EXERCISE DETAILS | The exercise asks for every line of the data to be reproduced exactly.

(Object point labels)
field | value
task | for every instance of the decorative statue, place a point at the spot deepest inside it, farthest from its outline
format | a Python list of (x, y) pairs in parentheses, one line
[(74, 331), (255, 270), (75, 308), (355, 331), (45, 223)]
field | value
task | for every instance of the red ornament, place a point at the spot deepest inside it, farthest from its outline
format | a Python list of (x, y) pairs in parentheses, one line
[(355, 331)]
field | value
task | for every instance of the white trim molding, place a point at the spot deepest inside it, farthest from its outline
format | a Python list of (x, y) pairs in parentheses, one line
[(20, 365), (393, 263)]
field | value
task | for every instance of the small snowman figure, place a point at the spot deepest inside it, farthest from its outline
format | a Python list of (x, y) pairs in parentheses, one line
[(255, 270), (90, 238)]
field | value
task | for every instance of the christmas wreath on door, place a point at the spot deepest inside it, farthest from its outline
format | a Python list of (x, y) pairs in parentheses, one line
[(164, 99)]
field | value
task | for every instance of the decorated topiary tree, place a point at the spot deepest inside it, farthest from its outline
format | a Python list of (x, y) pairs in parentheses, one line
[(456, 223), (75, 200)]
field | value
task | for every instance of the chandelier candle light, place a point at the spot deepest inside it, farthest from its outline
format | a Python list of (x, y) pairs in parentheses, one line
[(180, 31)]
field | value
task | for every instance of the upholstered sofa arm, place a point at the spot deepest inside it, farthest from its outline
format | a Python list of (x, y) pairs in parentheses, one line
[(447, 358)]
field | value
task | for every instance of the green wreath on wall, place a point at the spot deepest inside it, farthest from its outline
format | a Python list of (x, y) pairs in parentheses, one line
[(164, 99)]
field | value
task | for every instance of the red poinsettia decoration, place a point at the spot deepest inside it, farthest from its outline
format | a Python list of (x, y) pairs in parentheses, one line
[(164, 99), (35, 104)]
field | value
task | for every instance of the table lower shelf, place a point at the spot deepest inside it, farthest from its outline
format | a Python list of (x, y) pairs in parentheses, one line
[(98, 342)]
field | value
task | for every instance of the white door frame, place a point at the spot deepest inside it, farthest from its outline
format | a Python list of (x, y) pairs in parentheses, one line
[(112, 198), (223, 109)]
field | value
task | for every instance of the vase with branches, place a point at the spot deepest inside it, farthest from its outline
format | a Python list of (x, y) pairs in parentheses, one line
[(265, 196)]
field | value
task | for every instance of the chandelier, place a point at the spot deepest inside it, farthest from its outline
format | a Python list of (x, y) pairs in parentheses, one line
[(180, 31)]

REPLY TO THE TASK |
field | value
task | for every instance of the decorative statue, place a point at the spot deepest inside it, farthest from its outline
format | a Python list of (x, y) pairs in parentheses, one line
[(74, 331), (255, 270), (75, 308), (355, 331), (45, 223)]
field | value
task | for every instance of the red ornament, place a point at the spot deepest inside it, farthest from its outline
format | a Python list of (x, y) pairs in parentheses, one line
[(355, 331)]
field | value
task | for every instance of the white trim molding, place a point at the spot deepest inside it, farthest from its outline
format | a Python list of (x, y) pairs in parentheses, one line
[(20, 365), (393, 263)]
field | value
task | for every instance of the small snowman figure, place a point at the spot deepest inside it, farthest from its outline
format | a Python list of (x, y) pairs in parentheses, one line
[(255, 270), (90, 238)]
field | value
task | for every instance of the christmas wreath on door, place a point at the spot deepest inside it, farthest from its outline
format | a Python list of (x, y) pairs in parentheses, one line
[(164, 99)]
field | value
task | for every instance of the decorated topiary tree, place a point at the spot deepest inside it, farthest from its outline
format | a Python list of (x, y) pairs in parentheses, one line
[(456, 223), (75, 200)]
field | value
task | for every instance of the chandelier candle light, place a point at the spot deepest inside it, farthest from its outline
format | a Python list of (x, y) pairs in parentheses, one line
[(180, 31)]
field | value
task | for every instance of the upholstered sofa arm, place a point at the spot deepest inside it, farthest from its outline
format | a Python list of (x, y) pairs in parentheses, one line
[(447, 358)]
field | value
task | for every instance of the green wreath on wall, place a point at the spot deepest inside it, farthest from its outline
format | a Python list of (x, y) pairs in parentheses, one line
[(164, 99)]
field | value
task | for every instance of the red poinsettia decoration, place a point at the spot deepest inside it, farthest from its outline
format | a Python list of (x, y) pairs in parentheses, one line
[(164, 99), (35, 104)]
field | value
task | for every instance of the table lower shelf, place a point at the spot deepest inside it, farthest from its outline
format | a Python list of (x, y) pairs in parentheses, one line
[(98, 342)]
field | value
task | for every instance of the white door frame, place a point at the spot deepest inside it, farthest from its outline
format | a Python list of (x, y) pairs in parentheses, one line
[(112, 198), (223, 109)]
field | value
task | for every instance of the vase with branches, place a point at the spot deepest inside it, farthest from its outline
format | a Python list of (x, y) pairs in parentheses, one line
[(265, 196)]
field | value
task | for every instance of the chandelier, place a point at the spot deepest inside it, farthest from its outline
format | a Python list of (x, y) pairs in parentheses, one line
[(180, 31)]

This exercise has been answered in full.